As mentioned previously, the Marxist councillors were surcharged by the state. In response, we appealed it. The fine of £106,000 eventually reached the High Court in January 1986. We were never under the impression that the judges would be neutral. As Militant consistently explained, the role of the courts under capitalism was, in the last instance, to be part of the capitalist state, and would when push comes to shove defend the capitalist politicians over the workers. We were right; the hearing was totally biased.
The appeal ended up at the House of Lords in 1987. With legal costs, it amounted to £500,000. When the final appeal was lost, the councillors were undemocratically removed from office, and left with a huge debt that they were individually liable for. We looked after them. Thousands of youth and workers took out direct debits, and the surcharge and legal costs were paid. The campaign for the Liverpool 47 (two councillors sadly died during these events) is still a proud banner in the city and the wider movement.

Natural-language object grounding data
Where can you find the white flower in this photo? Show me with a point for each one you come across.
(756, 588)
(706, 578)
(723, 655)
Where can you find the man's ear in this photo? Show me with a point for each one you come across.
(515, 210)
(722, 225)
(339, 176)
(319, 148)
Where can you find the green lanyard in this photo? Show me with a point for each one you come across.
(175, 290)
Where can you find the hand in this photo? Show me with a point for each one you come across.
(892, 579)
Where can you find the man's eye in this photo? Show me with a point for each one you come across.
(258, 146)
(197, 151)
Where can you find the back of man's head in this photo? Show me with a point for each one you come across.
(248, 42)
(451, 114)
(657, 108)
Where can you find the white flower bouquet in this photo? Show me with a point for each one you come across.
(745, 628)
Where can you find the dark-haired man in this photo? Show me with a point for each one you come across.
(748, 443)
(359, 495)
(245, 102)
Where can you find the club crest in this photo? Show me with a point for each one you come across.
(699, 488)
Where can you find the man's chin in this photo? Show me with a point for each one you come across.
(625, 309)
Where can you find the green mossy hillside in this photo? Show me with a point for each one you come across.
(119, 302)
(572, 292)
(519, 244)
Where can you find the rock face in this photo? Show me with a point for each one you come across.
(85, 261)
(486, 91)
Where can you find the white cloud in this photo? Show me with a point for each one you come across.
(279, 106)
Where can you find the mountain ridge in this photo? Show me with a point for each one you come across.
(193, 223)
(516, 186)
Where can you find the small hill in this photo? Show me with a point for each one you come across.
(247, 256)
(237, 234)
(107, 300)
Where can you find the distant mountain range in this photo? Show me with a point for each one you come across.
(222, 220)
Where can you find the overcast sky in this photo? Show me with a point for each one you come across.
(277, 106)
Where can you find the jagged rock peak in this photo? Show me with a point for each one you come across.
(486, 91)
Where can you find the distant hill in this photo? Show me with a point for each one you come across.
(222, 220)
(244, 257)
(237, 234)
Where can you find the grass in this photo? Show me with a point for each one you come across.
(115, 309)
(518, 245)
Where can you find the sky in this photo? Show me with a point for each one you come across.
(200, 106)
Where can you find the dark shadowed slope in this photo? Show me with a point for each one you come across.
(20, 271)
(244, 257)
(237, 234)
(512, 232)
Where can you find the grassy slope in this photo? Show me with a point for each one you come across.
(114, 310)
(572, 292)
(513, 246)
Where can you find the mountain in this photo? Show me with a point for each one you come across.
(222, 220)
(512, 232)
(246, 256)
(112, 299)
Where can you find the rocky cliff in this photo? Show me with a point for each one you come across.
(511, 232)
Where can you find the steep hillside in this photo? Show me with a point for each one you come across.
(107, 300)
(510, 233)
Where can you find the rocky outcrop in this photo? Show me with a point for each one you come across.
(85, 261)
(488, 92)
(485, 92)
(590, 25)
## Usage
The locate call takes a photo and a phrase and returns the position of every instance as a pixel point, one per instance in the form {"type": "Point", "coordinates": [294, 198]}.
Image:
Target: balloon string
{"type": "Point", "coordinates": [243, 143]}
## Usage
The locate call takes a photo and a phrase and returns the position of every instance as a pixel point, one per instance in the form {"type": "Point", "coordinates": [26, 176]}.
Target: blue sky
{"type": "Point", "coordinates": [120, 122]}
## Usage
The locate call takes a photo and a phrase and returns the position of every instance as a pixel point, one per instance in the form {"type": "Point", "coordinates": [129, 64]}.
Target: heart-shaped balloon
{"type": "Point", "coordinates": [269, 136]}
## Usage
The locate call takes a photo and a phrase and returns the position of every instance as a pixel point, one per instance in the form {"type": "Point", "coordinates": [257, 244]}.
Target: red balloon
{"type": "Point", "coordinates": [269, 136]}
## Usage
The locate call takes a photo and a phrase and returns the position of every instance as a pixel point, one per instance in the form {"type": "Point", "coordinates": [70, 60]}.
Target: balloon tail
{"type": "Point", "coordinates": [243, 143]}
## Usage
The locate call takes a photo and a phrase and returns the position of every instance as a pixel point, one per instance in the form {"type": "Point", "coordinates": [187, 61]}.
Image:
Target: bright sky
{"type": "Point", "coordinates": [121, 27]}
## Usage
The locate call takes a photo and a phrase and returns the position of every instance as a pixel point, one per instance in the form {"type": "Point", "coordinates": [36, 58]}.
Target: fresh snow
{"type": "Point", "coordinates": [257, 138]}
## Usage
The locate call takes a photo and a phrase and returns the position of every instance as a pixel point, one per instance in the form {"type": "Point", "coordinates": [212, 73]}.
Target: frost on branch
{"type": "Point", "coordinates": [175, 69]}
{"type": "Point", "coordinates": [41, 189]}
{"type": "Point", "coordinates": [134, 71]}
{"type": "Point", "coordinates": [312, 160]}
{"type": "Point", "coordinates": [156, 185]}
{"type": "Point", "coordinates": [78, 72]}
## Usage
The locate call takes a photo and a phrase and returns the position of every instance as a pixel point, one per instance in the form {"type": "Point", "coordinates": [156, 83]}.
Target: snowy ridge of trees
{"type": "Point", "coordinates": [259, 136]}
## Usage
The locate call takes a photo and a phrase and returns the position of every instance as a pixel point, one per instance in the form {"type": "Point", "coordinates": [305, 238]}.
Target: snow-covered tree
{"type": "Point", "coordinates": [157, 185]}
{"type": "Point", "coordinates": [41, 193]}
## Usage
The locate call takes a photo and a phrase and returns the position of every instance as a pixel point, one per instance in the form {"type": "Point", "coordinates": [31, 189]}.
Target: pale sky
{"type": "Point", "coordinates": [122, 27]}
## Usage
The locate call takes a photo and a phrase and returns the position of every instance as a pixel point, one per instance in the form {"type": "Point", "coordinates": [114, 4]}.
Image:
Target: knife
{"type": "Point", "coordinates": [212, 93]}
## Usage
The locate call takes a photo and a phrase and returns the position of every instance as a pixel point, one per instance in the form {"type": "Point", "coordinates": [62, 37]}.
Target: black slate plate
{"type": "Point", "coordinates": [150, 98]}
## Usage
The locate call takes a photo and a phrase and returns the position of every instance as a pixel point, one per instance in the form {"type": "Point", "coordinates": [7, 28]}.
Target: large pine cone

▶ [Problem to work on] In the passage about the Liverpool councillors, rewrite the portion starting at "As mentioned previously, the" and ending at "was totally biased.", changing "High Court" to "Court of Appeal". The lines have no connection to the passage about the Liverpool councillors.

▶ [Written reply]
As mentioned previously, the Marxist councillors were surcharged by the state. In response, we appealed it. The fine of £106,000 eventually reached the Court of Appeal in January 1986. We were never under the impression that the judges would be neutral. As Militant consistently explained, the role of the courts under capitalism was, in the last instance, to be part of the capitalist state, and would when push comes to shove defend the capitalist politicians over the workers. We were right; the hearing was totally biased.